> _Énoncé 1_
Formatez en liste JSON de chaînes le passage des lignes de données allant de celle qui contient "Where can the blue clipboard be seen here?" jusqu'à celle qui contient "x=243, y=223". Mettez une chaîne par ligne et omettez les lignes vides.

> _Extrait du texte_
- - - - - - -

Ce réseau, composé d’une centaine d’universitaires, s’était récemment félicité dans des échanges privés révélés par Blast — avec le soutien d’une avocate et lobbyiste, Déborah Journo — de l’annulation du colloque « La Palestine et l’Europe », co-organisé par l’historien Henry Laurens et le Centre arabe de recherches et d’études de Paris (Carep). L’événement, prévu les 13 et 14 novembre au Collège de France, a été déplacé au Carep sous la pression, révèle encore l’enquête.

« Elle n’a que le mot génocide à la bouche… »

Emmanuel Droit, directeur de Sciences Po Strasbourg

Le 8 novembre, Emmanuel Droit envoie son message à son réseau. Les réponses reçues illustrent un climat particulièrement nauséabond. Stéphanie Latte Abdallah y est présentée comme une militante « pro-palestinienne, étant elle-même d’origine palestinienne ». Son travail scientifique est remis en cause par une autre chercheuse, Evelien Chayes, à l’origine du projet SION-Digit, qui vise à rendre accessibles de nombreuses sources archivistiques sur les communautés juives de Venise, Bordeaux et Amsterdam entre 1500 et 1700. Celle-ci décrit Stéphanie Latte Abdallah comme quelqu’un faisant des « déclarations douteuses dans les médias, clairement pas scientifiques, a-historiques et non vérifiées ». Le directeur de Sciences Po Strasbourg répond finalement : « Merci, oui, en faisant des recherches, je viens de voir qu’elle n’a que le mot génocide à la bouche… »

Contacté par Rue89 Strasbourg, Emmanuel Droit assure que ces messages « n’avaient vocation qu’à mesurer les éventuels risques sécuritaires posés par la conférence » :

« Je n’ai cherché qu’à agir de façon responsable suite à l’annulation du colloque au Collège de France. Dans le contexte des événements passés qui ont agité mon institut, mais aussi des troubles à l’ordre public à Paris 8 et Sciences Po Lyon, en me renseignant sur l’intervenante, j’ai simplement voulu tenter d’évaluer si un risque similaire existait, s’il fallait renforcer le dispositif prévu. »

Un climat déjà délétère à l’IEP

Ces révélations s’inscrivent dans un contexte de fortes tensions à l’IEP de Strasbourg. Depuis octobre 2024, l’établissement est secoué par des mobilisations étudiantes contre un partenariat avec l’université Reichman, en Israël. Les étudiants dénoncent ses liens avec l’armée israélienne et ses formations destinées aux élites militaires et politiques. Après sept mois de tensions, la direction a tenté de trouver une issue sans remettre en cause ce partenariat. Les mesures n’ont guère convaincu : le Comité Palestine de l’IEP réclame toujours la fin immédiate de cette coopération et plusieurs enseignants ont démissionné du conseil d’administration, dénonçant « un déni de démocratie universitaire ».

Éric Danon, oui. Stéphanie Latte Abdallah, non.

- - - - - - -

> _Énoncé 2_
Réécrivez le passage de l'extrait sur l'IEP de Strasbourg allant de "Ces révélations s’inscrivent" jusqu'à "Latte Abdallah, non." en y remplaçant partout "partenariat" par "jumelage".

[Données d'annotation par points]
- - - - - - -

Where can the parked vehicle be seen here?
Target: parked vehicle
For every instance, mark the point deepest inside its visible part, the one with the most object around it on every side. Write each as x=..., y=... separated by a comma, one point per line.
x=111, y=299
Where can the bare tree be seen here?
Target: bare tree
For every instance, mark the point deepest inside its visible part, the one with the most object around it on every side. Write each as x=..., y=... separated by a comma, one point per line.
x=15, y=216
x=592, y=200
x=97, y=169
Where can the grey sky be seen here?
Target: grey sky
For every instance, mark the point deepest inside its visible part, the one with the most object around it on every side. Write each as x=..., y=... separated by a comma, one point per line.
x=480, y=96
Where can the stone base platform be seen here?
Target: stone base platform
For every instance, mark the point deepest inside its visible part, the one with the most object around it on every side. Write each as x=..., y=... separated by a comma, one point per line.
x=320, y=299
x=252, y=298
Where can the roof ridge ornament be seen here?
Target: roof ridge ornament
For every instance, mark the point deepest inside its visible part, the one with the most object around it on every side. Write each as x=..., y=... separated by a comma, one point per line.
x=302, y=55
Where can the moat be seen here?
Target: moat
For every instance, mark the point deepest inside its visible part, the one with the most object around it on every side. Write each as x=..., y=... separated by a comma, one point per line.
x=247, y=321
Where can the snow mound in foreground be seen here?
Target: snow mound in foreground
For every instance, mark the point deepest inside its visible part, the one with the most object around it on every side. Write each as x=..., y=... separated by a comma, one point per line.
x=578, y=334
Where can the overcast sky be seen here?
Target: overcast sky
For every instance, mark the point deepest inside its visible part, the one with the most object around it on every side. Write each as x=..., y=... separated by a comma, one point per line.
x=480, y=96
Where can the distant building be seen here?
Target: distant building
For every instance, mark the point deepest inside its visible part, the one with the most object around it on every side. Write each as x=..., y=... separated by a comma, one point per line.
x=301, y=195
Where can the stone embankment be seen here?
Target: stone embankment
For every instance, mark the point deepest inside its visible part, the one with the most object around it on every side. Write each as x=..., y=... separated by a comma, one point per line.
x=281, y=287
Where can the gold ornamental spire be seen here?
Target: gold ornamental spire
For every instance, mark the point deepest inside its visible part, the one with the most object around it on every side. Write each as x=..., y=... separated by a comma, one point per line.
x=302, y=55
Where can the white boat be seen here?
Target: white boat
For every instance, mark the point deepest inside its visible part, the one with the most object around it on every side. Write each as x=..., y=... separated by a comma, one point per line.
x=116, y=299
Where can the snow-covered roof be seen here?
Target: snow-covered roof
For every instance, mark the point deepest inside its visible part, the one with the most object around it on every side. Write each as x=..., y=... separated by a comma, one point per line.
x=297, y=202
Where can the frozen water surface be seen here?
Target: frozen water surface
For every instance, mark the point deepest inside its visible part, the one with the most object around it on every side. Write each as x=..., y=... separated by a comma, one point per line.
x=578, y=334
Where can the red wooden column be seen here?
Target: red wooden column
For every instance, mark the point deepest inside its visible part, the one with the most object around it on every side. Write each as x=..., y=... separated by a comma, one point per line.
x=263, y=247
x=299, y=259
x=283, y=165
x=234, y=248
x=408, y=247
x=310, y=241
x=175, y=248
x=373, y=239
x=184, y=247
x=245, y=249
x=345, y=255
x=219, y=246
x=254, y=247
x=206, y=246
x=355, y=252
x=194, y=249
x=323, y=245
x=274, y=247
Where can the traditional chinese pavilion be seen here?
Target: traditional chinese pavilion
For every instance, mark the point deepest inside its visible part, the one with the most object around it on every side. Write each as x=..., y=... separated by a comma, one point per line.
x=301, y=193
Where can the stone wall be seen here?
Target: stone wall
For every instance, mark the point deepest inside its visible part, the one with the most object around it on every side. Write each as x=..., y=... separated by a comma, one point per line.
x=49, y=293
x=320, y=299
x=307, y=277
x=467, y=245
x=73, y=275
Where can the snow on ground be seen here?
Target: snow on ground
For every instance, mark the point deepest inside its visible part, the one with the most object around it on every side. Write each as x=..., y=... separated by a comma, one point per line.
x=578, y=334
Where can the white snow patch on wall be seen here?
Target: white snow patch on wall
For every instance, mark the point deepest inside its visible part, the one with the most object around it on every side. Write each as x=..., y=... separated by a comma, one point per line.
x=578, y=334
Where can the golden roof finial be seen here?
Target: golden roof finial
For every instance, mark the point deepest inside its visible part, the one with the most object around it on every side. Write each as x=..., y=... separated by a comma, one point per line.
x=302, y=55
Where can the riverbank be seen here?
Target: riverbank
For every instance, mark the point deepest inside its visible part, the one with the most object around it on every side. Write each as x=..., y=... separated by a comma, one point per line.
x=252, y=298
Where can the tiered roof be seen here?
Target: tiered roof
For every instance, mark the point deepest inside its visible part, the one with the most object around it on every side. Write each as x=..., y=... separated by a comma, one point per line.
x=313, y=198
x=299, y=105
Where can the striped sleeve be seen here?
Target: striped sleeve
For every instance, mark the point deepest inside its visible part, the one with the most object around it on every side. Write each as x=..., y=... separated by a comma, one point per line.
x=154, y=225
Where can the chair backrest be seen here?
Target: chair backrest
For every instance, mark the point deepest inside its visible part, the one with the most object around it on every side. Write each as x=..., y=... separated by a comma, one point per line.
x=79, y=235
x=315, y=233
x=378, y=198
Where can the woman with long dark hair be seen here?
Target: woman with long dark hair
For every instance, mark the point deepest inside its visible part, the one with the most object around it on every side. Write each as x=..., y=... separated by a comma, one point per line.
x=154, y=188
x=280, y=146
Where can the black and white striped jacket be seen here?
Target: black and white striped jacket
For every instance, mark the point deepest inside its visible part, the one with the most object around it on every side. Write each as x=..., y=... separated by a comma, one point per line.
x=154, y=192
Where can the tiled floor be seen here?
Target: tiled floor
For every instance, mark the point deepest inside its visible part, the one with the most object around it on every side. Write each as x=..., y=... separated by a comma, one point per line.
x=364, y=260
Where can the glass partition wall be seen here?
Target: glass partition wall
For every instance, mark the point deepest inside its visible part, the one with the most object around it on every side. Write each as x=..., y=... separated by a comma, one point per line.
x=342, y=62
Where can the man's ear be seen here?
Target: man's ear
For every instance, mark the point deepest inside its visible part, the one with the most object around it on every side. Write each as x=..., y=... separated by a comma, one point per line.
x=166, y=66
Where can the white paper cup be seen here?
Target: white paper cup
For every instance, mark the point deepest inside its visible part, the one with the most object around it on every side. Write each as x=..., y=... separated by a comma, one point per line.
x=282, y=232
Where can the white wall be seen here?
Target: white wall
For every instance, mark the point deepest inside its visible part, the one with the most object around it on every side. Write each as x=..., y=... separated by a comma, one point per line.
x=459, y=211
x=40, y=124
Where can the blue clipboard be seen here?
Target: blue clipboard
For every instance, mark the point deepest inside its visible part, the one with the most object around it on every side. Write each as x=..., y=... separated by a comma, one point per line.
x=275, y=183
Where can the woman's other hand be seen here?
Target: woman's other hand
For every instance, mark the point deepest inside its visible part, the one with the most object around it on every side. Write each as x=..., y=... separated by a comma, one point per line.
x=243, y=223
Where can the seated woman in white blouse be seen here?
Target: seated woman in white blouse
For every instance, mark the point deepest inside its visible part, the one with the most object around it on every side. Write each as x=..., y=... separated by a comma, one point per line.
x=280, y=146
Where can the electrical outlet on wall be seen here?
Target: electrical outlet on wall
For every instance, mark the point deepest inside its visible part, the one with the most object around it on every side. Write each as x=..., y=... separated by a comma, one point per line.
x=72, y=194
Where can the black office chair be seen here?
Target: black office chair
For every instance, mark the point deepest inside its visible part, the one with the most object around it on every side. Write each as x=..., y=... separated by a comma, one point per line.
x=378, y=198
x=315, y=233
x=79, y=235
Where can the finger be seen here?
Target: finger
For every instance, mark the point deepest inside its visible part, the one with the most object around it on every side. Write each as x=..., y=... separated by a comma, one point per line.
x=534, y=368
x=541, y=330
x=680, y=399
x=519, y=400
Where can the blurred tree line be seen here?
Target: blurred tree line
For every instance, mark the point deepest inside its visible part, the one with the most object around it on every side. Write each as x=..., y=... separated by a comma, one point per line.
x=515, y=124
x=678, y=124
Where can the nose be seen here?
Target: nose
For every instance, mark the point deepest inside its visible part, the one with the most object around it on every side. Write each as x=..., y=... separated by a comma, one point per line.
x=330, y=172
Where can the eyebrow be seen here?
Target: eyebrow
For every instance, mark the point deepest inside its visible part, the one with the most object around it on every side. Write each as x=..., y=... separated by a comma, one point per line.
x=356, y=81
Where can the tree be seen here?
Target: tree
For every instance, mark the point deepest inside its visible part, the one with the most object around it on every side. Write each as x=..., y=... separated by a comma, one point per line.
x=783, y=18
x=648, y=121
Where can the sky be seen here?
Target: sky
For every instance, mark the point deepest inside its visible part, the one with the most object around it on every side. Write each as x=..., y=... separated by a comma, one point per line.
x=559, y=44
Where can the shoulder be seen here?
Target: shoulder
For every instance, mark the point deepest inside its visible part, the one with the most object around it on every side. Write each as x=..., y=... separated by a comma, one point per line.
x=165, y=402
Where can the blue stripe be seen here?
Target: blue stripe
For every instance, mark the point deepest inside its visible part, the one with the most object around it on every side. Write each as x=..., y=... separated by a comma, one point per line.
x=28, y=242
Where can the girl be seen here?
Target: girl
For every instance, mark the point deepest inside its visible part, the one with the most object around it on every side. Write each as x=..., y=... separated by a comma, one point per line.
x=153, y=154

- - - - - - -

> _Résultat obtenu 1_
[
  "Where can the blue clipboard be seen here?",
  "Target: blue clipboard",
  "For every instance, mark the point deepest inside its visible part, the one with the most object around it on every side. Write each as x=..., y=... separated by a comma, one point per line.",
  "x=275, y=183",
  "Where can the woman's other hand be seen here?",
  "Target: woman's other hand",
  "For every instance, mark the point deepest inside its visible part, the one with the most object around it on every side. Write each as x=..., y=... separated by a comma, one point per line.",
  "x=243, y=223"
]

> _Résultat obtenu 2_
Ces révélations s’inscrivent dans un contexte de fortes tensions à l’IEP de Strasbourg. Depuis octobre 2024, l’établissement est secoué par des mobilisations étudiantes contre un jumelage avec l’université Reichman, en Israël. Les étudiants dénoncent ses liens avec l’armée israélienne et ses formations destinées aux élites militaires et politiques. Après sept mois de tensions, la direction a tenté de trouver une issue sans remettre en cause ce jumelage. Les mesures n’ont guère convaincu : le Comité Palestine de l’IEP réclame toujours la fin immédiate de cette coopération et plusieurs enseignants ont démissionné du conseil d’administration, dénonçant « un déni de démocratie universitaire ».

Éric Danon, oui. Stéphanie Latte Abdallah, non.